Retype each entry below, keeping every character the same.

-------- SUPPLIED RECORDS

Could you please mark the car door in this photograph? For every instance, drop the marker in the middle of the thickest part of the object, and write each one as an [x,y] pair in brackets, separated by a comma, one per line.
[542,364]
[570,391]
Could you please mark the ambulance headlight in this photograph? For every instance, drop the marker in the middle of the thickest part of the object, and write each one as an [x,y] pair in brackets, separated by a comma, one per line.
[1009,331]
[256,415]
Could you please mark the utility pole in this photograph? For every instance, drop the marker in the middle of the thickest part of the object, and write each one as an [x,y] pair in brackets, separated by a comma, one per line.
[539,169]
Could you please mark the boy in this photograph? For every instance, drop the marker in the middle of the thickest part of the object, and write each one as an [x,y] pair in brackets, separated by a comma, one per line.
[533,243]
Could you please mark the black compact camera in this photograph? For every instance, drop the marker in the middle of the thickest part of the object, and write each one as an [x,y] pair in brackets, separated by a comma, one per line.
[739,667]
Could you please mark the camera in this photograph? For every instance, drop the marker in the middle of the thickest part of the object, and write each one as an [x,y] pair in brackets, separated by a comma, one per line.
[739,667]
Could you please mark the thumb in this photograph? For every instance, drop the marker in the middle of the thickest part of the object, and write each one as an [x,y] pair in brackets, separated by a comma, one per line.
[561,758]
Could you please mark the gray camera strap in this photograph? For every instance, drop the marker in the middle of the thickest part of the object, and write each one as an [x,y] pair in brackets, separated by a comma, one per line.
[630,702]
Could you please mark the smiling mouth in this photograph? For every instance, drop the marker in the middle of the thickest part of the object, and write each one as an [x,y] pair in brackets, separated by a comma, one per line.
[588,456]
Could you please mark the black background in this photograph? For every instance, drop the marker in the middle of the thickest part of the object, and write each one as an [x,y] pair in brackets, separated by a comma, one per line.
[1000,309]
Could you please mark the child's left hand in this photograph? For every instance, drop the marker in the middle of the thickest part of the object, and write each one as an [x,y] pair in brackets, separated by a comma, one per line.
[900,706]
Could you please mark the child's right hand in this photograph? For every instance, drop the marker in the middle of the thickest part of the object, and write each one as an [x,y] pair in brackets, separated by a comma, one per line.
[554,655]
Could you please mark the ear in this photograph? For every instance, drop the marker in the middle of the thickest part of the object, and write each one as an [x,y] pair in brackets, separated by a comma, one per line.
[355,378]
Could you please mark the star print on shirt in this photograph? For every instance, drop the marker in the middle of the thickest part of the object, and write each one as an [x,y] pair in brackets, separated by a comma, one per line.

----------------

*WORKED SOLUTION*.
Could you please mark the car door in this photograph? For every instance, drop the marker in the middle of the thickest part of the object, and write each one as an [x,y] pair in brackets, separated by a comma, one per line.
[542,364]
[570,391]
Could you please mark the ambulance headlight in this photograph? For every instance, drop the marker in the middle of the thickest part of the object, and write each one as an [x,y] pair in brackets, separated by a comma, one per line.
[1009,331]
[256,415]
Could you please mark the utility pole in this photograph? For every instance, drop the marker in the middle of the thickest part of the object, and write each one as an [x,y] pair in brackets, separated by a comma, one per line.
[539,169]
Could you please mark the boy in this photograph? For every instance, drop the marker in the middle of the thickest part of the object, and write each one as an [x,y] pair in brackets, separated by a comma, one per line.
[533,243]
Could you please mark the black compact camera in this photograph? For every instance, drop the marker in the middle of the thickest part of the object, and write each one as an [x,y] pair in brackets, separated by a comma, one per line.
[739,667]
Could you please mark the camera in this photograph? For every instance, drop the marker in the middle of the thickest part of the object, and write each one as an [x,y] pair in brackets, separated by a comma, one per line.
[739,667]
Could you please mark the thumb in this photograph? For every instance, drop the marker in the middle of the thickest part of the object, and write each one as an [x,y] pair in brackets, separated by a comma, one per line.
[561,758]
Could you please mark the gray camera strap in this photograph? For every instance, drop the marker in the middle of the thickest part of the object, and write each one as an [x,y] pair in brackets, separated by a comma, one per line.
[630,702]
Could you please mark the smiling mouth in this photograph? For every instance, drop the marker in the middle of the thickest part of the object, and write each one as an [x,y] pair in brackets, separated by a comma, one per line.
[588,456]
Could you please mark the black background in this photograph? For every instance, drop the marker in the middle of the thickest part of the object, and write each one as an [x,y] pair in brackets, separated by a comma, one per line.
[1000,309]
Could you please mark the child's left hand in this photograph? For every instance, drop the marker in the middle of the thickest part of the object, and write each one as an [x,y] pair in brackets, separated by a comma, one per line.
[900,706]
Could you please mark the child's right hand in this photograph? For every instance, drop the marker in the middle of the thickest part of the object, and write each one as an [x,y] pair in brackets, separated by a comma, one per line.
[554,655]
Could you please mark the ear in this photograph? For every instance, drop the marker in the middle of the thickest part of the object, and write each one as an [x,y] pair in brackets, separated by a comma, one per line.
[355,378]
Could you please mark the star print on shirt in this photograph? For every instance, drop the marker in the middle of the thickest part of the object, and write each one as an [x,y] pair in brackets, separated by a comma, one per line.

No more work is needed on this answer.